=== Provided records ===
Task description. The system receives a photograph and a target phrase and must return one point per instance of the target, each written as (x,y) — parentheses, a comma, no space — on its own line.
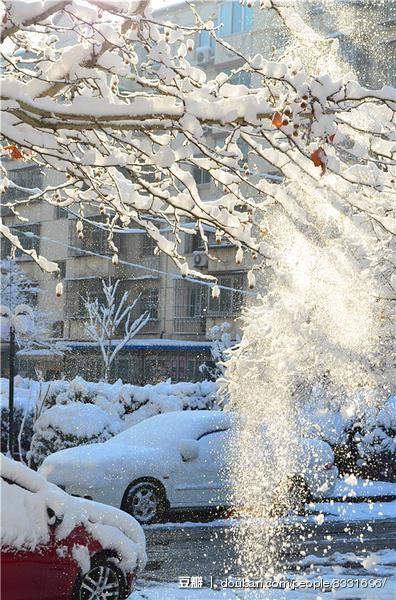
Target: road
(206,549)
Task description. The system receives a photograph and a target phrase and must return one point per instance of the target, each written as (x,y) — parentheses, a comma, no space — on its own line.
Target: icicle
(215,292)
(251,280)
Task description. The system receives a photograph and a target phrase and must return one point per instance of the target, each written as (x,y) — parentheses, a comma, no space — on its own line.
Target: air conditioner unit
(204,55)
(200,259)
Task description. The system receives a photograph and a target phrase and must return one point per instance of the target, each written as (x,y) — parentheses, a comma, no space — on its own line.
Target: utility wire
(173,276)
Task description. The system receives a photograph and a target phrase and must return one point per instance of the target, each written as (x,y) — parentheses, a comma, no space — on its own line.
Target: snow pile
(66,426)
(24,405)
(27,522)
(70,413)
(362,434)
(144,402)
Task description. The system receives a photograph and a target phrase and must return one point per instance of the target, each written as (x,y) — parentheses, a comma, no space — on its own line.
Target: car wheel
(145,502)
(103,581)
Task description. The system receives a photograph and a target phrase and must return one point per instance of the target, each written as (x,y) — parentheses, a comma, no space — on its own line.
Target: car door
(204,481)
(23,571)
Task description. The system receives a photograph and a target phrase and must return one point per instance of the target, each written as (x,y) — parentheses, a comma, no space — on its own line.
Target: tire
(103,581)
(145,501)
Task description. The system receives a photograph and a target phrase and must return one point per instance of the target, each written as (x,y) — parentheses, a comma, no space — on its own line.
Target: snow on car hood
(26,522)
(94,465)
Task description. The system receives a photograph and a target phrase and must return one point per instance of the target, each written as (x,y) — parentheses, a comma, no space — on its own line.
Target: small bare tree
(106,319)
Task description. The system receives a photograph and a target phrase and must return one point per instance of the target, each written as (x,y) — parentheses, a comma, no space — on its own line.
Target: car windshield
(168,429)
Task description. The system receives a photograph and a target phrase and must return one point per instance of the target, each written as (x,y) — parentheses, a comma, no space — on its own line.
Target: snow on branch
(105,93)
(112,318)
===
The problem:
Print the entries above exactly, leaving pictures out.

Written reply:
Task description. The system receives a photograph and a target phrase and must return one point per instance of the target, each written as (x,y) — parentheses, a comma, no space — on its own line.
Target: road
(206,549)
Task description. The system receives a photograph and a target phrase and must return one point per instance of the target, each written as (x,y) — parentheses, a comma, no space — on its own line.
Target: icicle
(215,292)
(251,280)
Task description. The system receives a photograph and a target phrase and must return one point per instance of the target, each written as (x,y) — parentheses, a comma, no space — on its own line.
Target: air conditioner unit
(204,55)
(200,259)
Task description. The system receives a photograph and a target phrase and must return one point per instance of the target, each written as (x,y) — parentheses, a comma, no space — on its own line.
Target: utility wire
(173,276)
Task description. The system receives a photograph and a target phrase and must return one point per instance of the target, each written as (x,y) — parentheses, a comma, no space — on its own line.
Target: snow pile
(66,426)
(24,405)
(27,522)
(70,413)
(362,434)
(144,402)
Task description. The system receives a photograph and a target phrase and must return one point per instance of the target, each written as (x,y) — parentheses, a comma, no space — on its own line.
Target: car wheel
(145,502)
(103,581)
Task description. The system receives a photograph and a target phrase and must return one point per instance of the target, each written as (x,y) — parentheses, a comma, no space — on its own line.
Target: car door
(204,481)
(23,571)
Task description. The system receives a photograph and a target phrase and must return one point per instance of the target, each written as (x,y) — parentheses, a comma, no space — on its own line.
Target: tire
(103,581)
(145,501)
Task description. The system receives a photograph and a target phrase and must return one point per instance of the target, each written as (x,y) — parentheses, a comma, no space — on its own line.
Target: snow on car hood
(26,522)
(94,465)
Task description. The system receives a photograph and a target phrase and must return one point per instance of the target, each written as (x,y) — parentheses, a comma, no space — on its own line.
Target: small bare tree
(106,319)
Task description. The system receives a photograph and a target phrase and must return one point per instance of the target, each written as (x,y) — parentheses, a comma, no space — on its own line.
Target: car windshield
(168,429)
Task description. The system receives a photograph and a target phrase and must return one point per instance of the target, each written as (x,y) — parentheses, a comma, no space — on its own line.
Target: snow on branch
(105,93)
(112,318)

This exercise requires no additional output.